I'm handicapped by not having the book - but I wish I did because it sounds good.
Amazon Readerlink supports the ability to search and browse this book. Search for "local gauge" Start there and it will let you back up a few pages and go forward a few pages.

On page 224 it states,
Take any electromagnetic force field ... write down a function, and call it A(x) ... let this function A(x) be the one we put into the wave equation...
On page 226 it mentions "...electromagnetic fields that happen to be around." so it is talking about the actual context of the particle.

—John

Hi John, although I've made several purchase there in the past, I'm not eligible for Amazons readerlink.

I searched for 'Hamiltonian' in the book, and there were no hits ! But "He explains the Time-independent Schrödinger equation as a statement of the conservation of energy" amounts to the same thing as saying the Hamiltonian is time invariant.

========

INSTRUCTION 1 :: Set down, word for word, the part of the forum exchange above that opens with the words containing "I'm handicapped by" and closes with "a few pages.".
INSTRUCTION 2 :: Supply the next part of the forum exchange about the physics book above, picking up after its last sentence.

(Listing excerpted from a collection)
========

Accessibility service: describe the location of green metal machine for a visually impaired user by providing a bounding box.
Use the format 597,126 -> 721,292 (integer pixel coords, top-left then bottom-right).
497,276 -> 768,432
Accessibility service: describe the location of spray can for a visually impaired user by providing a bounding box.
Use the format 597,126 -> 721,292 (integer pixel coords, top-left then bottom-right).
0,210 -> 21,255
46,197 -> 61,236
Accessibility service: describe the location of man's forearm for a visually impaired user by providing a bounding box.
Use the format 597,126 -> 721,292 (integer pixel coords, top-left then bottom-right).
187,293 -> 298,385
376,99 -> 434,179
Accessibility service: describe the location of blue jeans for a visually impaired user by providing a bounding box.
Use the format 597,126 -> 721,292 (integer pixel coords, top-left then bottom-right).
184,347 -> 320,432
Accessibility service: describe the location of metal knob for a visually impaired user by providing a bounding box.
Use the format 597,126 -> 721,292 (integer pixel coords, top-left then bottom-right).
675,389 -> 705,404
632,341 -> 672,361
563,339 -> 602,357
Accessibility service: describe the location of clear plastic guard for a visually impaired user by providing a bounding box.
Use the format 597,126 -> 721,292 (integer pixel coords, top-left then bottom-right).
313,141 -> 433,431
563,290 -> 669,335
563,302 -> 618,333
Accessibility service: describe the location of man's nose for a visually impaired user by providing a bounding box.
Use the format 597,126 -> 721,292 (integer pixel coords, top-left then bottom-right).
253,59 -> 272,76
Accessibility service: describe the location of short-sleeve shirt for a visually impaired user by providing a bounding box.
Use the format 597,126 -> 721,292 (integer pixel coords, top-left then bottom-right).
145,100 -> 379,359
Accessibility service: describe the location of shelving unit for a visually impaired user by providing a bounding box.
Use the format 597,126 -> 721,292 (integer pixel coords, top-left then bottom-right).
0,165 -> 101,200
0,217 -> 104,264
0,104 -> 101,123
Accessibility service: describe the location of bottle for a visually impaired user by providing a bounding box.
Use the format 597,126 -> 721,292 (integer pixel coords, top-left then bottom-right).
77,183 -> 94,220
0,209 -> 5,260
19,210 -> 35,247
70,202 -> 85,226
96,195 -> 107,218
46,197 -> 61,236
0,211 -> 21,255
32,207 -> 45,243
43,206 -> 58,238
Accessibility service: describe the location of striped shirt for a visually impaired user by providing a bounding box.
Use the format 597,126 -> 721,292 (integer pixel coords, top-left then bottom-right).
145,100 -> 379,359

========

WRITTEN ANSWER 1 ::
I'm handicapped by not having the book - but I wish I did because it sounds good.
Amazon Readerlink supports the ability to search and browse this book. Search for "local gauge" Start there and it will let you back up a few pages and go forward a few pages.

WRITTEN ANSWER 2 ::
Anyhow, I can't go any further. Maybe someone whose got the book will see this.

M

Hi John,
I've read the pages in question and it seems to me the author is explaining verbally what is shown here http://quantumrelativity.calsci.com/Physics/EandM2.html. Scroll down the article to "Hermann Weyl and Gauge Invariance".

Note that everything hinges on what happens when the global phase $$e^{i\chi}$$ is replaced with a local phase $$e^{i\chi(x)}$$.

Also, I notice that he mentions 'the energy function', which I would call the Hamiltonian.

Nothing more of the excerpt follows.